**WHAT THE EXERCISE ASKS**
Nothing is to be output except the lines from the one containing "Reviewer note: confirm that every instance of the mccafé" through the end of the material, each reproduced exactly.

**DATASET EXCERPTS**
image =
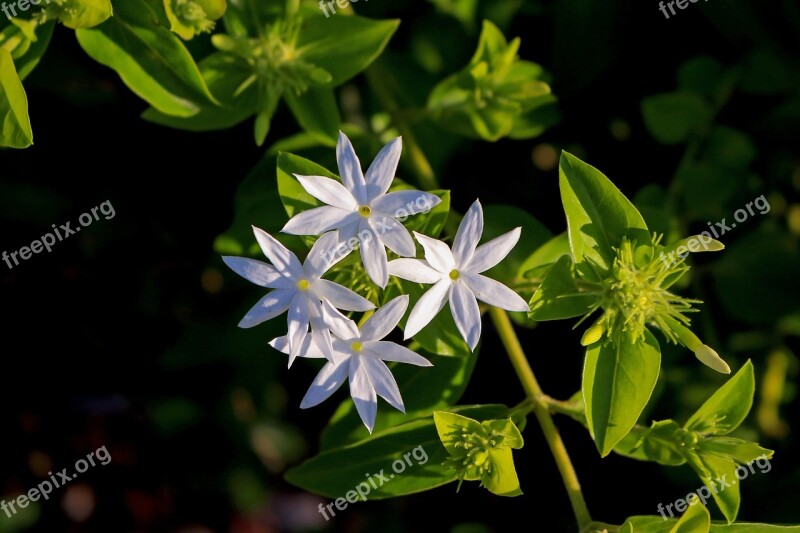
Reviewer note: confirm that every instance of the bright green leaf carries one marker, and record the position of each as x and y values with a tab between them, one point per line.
16	125
618	380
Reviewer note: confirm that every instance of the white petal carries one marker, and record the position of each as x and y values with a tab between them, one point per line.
297	320
328	191
319	220
494	293
466	313
385	319
285	262
340	325
339	296
373	256
257	272
427	307
363	393
711	359
489	254
468	234
273	304
405	203
414	270
437	253
320	333
322	256
329	379
350	169
383	168
308	349
390	351
396	237
384	382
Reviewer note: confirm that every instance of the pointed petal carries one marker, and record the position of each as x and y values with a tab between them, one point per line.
308	349
350	169
711	359
339	296
466	313
405	203
385	319
297	320
414	270
396	237
489	254
494	293
373	256
363	393
319	220
273	304
384	382
328	191
391	351
285	262
427	307
437	253
383	168
468	235
329	379
257	272
322	256
340	325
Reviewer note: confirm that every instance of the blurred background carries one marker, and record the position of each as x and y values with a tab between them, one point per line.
125	335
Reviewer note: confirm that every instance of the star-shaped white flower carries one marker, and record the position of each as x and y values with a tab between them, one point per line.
360	356
299	289
457	277
361	209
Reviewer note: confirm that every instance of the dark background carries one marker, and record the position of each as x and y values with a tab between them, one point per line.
125	335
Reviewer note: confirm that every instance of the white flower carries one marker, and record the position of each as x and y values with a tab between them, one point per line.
298	289
361	209
359	356
457	278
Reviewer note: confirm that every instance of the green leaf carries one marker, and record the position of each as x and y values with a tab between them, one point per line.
16	131
76	14
150	60
695	520
224	75
343	45
316	111
657	524
539	262
718	473
727	407
618	380
598	214
672	117
427	389
558	297
335	472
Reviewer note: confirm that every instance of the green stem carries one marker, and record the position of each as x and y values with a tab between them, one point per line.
532	390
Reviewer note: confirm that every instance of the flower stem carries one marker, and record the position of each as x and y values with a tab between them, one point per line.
532	390
377	77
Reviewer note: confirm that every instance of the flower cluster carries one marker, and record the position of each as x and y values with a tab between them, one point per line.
362	205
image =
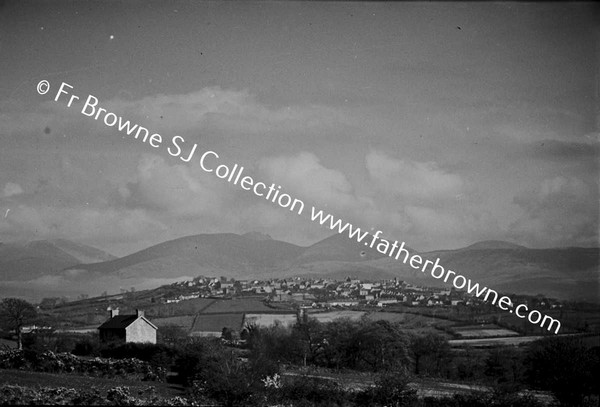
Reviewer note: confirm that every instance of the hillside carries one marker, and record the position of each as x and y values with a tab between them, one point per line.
29	260
53	268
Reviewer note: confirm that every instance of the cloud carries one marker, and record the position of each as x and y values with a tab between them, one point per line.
412	179
305	175
561	211
173	190
11	189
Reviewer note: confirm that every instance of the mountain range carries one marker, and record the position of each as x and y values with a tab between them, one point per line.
49	268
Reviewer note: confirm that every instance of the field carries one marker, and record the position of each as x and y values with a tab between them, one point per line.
333	315
237	305
483	331
265	320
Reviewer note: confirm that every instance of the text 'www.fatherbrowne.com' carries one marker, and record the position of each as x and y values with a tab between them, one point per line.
235	174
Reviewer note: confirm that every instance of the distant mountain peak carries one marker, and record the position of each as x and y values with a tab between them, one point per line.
257	236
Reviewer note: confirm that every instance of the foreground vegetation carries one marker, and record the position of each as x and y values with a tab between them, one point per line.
342	363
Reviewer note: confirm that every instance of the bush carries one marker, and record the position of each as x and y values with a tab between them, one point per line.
391	389
18	395
157	355
310	391
67	363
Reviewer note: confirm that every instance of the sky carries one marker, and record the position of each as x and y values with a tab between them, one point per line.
441	124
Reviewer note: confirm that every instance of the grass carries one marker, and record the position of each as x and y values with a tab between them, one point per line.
77	382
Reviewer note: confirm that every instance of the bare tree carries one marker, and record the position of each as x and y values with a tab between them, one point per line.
14	313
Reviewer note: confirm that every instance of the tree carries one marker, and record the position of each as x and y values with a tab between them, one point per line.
15	313
565	366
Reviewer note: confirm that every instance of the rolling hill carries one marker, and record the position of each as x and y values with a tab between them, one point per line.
47	268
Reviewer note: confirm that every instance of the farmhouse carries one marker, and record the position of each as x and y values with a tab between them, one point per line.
127	328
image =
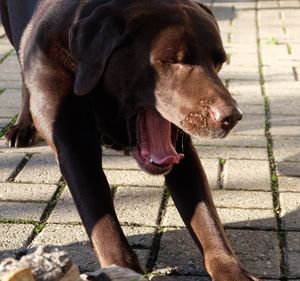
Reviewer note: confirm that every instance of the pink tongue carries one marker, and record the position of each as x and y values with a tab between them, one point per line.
159	147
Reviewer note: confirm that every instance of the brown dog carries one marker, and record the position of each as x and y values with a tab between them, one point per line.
136	74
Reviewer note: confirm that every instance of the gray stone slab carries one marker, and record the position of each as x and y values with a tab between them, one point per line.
232	152
285	105
293	254
257	250
119	162
8	163
290	210
233	218
288	169
74	240
242	199
285	130
26	192
139	237
286	148
234	141
138	204
14	239
242	218
21	211
9	112
4	122
212	170
289	184
251	125
180	278
41	168
133	178
234	72
71	238
247	175
10	98
65	212
178	254
280	90
40	147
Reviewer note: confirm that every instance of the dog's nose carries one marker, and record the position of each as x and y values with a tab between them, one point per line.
227	115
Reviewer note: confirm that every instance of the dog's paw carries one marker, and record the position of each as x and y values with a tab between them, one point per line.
21	136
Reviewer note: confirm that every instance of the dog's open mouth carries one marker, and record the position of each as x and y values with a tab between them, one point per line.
156	138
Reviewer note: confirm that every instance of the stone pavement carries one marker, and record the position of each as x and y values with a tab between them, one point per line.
254	173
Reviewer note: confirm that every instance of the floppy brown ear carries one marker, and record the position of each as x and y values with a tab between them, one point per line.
92	40
205	8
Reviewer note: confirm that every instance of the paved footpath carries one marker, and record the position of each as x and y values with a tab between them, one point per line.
254	173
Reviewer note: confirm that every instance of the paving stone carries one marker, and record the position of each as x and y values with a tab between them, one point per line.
258	219
233	72
284	130
26	192
8	163
212	170
74	240
71	238
280	89
251	90
247	175
285	105
65	212
234	140
251	125
288	169
41	168
10	98
180	278
241	218
293	253
133	178
40	147
289	184
23	211
286	148
4	122
178	253
257	250
138	204
14	239
290	212
119	162
139	237
232	152
242	199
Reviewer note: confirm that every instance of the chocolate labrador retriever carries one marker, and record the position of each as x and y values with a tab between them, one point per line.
141	76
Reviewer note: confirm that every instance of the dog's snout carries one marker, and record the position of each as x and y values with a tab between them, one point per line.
227	115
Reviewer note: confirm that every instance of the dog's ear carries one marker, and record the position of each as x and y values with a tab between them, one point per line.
92	40
205	8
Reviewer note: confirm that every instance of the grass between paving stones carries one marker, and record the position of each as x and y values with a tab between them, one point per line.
222	163
274	178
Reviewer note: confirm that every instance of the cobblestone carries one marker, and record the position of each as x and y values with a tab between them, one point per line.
238	167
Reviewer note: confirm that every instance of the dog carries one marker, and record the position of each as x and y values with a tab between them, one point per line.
140	76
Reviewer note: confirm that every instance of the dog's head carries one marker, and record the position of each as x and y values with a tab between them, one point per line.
159	60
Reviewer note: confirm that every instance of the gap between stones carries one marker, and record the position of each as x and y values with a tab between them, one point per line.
274	179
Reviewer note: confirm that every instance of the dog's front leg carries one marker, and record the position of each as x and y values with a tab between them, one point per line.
189	189
69	127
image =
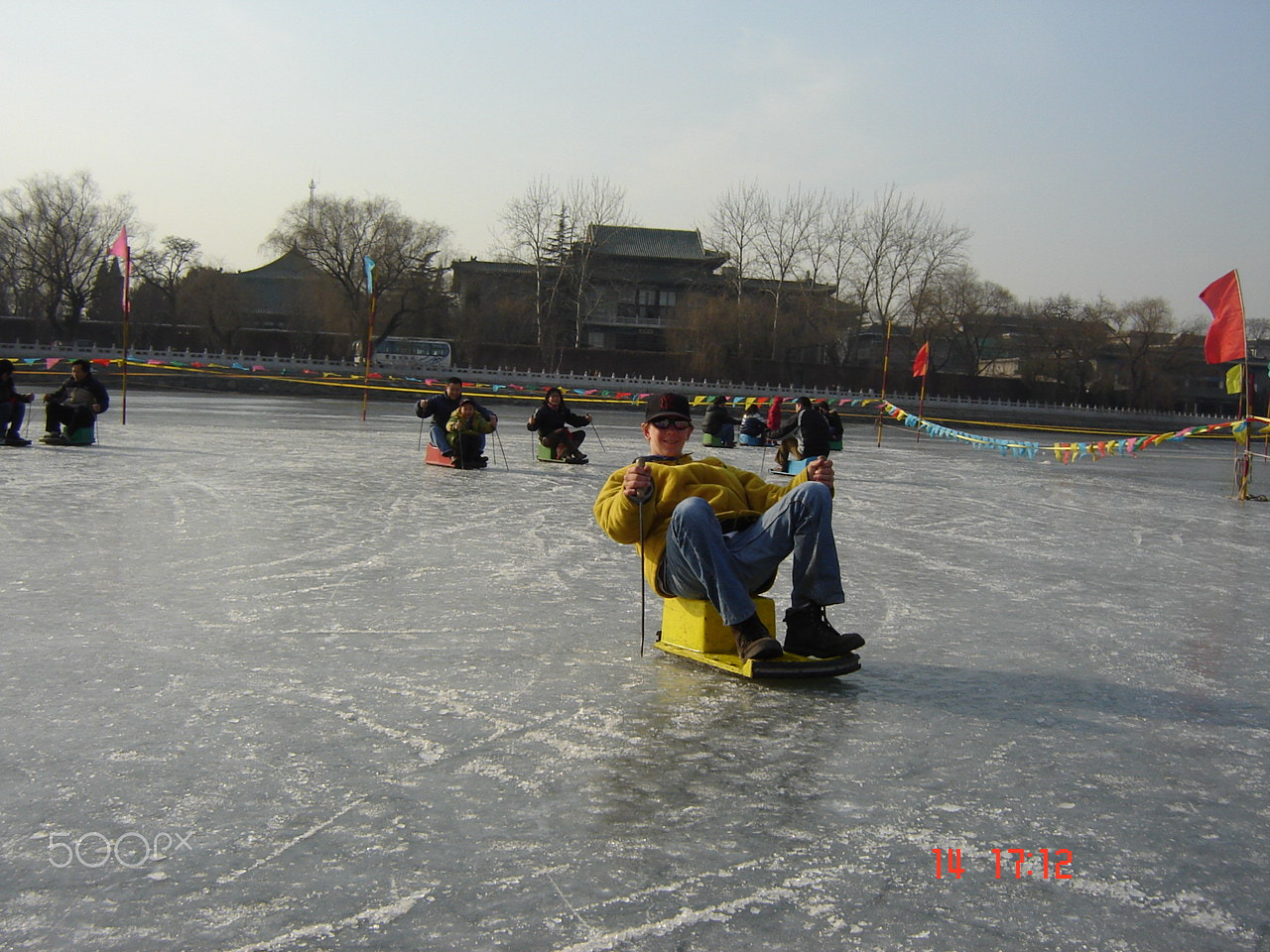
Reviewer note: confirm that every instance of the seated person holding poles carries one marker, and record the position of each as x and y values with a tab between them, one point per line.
715	532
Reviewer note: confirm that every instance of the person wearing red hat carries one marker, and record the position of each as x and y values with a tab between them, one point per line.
711	531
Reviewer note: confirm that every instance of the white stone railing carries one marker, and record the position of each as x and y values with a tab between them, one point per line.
530	379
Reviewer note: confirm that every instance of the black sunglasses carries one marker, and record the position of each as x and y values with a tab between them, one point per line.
665	422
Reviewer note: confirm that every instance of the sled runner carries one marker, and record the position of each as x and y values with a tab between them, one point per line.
435	457
693	629
793	467
548	456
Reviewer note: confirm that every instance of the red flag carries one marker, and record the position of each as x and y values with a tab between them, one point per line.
1224	339
924	361
119	249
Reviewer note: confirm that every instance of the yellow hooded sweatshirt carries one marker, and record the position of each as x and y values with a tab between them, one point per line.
731	493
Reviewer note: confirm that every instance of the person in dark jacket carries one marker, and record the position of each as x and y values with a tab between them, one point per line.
720	422
75	405
13	408
552	421
752	424
832	417
806	436
441	408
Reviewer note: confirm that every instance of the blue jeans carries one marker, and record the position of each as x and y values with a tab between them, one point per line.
441	439
699	561
10	417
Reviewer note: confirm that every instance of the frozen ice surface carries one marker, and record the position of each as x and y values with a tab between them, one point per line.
271	683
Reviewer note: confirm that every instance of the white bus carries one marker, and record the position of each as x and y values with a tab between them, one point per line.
408	354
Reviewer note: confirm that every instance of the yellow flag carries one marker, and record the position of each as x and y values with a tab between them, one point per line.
1234	380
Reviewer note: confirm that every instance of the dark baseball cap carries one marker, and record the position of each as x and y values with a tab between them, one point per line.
668	407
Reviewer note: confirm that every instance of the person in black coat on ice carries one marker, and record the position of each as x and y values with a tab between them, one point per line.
552	421
806	436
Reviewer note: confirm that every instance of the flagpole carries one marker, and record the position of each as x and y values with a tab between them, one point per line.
1245	400
921	408
922	362
127	311
370	330
885	365
370	344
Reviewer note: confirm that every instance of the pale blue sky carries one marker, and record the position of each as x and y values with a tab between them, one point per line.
1105	148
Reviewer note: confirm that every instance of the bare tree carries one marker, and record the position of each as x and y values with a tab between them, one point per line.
532	231
786	245
549	230
58	232
335	235
164	268
1143	334
735	223
903	248
595	202
1065	340
971	315
212	299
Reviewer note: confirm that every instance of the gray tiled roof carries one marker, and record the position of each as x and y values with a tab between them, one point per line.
648	243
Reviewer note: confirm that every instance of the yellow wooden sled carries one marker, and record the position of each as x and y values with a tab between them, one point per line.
694	630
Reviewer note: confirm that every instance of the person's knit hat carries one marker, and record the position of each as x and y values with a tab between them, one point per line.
672	407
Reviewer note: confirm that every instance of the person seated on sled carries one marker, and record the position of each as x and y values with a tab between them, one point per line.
13	408
752	424
76	404
715	532
466	431
832	417
553	420
804	436
719	422
441	408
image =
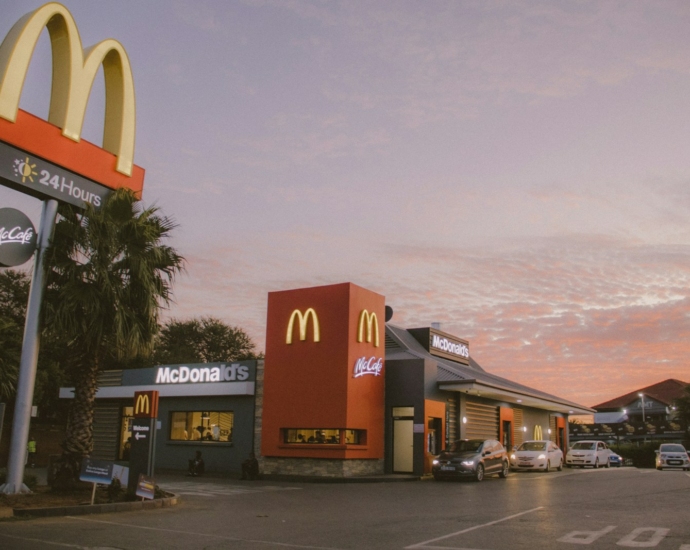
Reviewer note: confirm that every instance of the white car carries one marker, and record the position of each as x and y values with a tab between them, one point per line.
537	455
588	453
672	455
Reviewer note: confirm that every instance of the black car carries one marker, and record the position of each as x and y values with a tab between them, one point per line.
472	458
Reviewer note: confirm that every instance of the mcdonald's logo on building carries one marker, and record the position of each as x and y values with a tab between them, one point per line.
146	404
372	325
303	320
74	70
538	434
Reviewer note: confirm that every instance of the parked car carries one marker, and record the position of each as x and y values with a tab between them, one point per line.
472	458
588	453
615	460
537	455
672	455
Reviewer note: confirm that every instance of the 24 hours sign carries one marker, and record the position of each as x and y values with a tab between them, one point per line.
35	176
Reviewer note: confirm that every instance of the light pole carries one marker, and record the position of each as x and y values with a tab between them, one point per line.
642	399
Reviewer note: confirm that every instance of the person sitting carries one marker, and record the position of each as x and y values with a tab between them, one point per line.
250	468
196	465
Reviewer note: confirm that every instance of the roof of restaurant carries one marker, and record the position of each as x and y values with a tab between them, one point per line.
400	344
665	392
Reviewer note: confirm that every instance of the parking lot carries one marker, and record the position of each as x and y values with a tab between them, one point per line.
597	509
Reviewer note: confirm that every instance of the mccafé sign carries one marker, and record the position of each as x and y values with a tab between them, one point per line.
202	374
17	238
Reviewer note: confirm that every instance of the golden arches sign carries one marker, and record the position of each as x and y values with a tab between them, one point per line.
372	324
74	70
303	319
142	405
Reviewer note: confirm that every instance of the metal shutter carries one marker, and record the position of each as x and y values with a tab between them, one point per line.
106	431
518	434
552	426
482	421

**EXPECTED OUTPUT**
Reviewer note: confirm that every instance of the mccafé sign carries one marker, and record the position of each as x and y values with a tab between them, one point per line.
202	374
17	238
Reviewer note: confirm that every instance of the golden arches sign carries one marker, and record the position of each as x and y values with a tab between them, one point per line.
372	324
74	70
303	319
142	405
Reviewer note: confirm that every instance of the metal shutter carries one marker, and record the position of each as x and y values with a tab between them, one point per line.
106	431
518	434
552	426
482	421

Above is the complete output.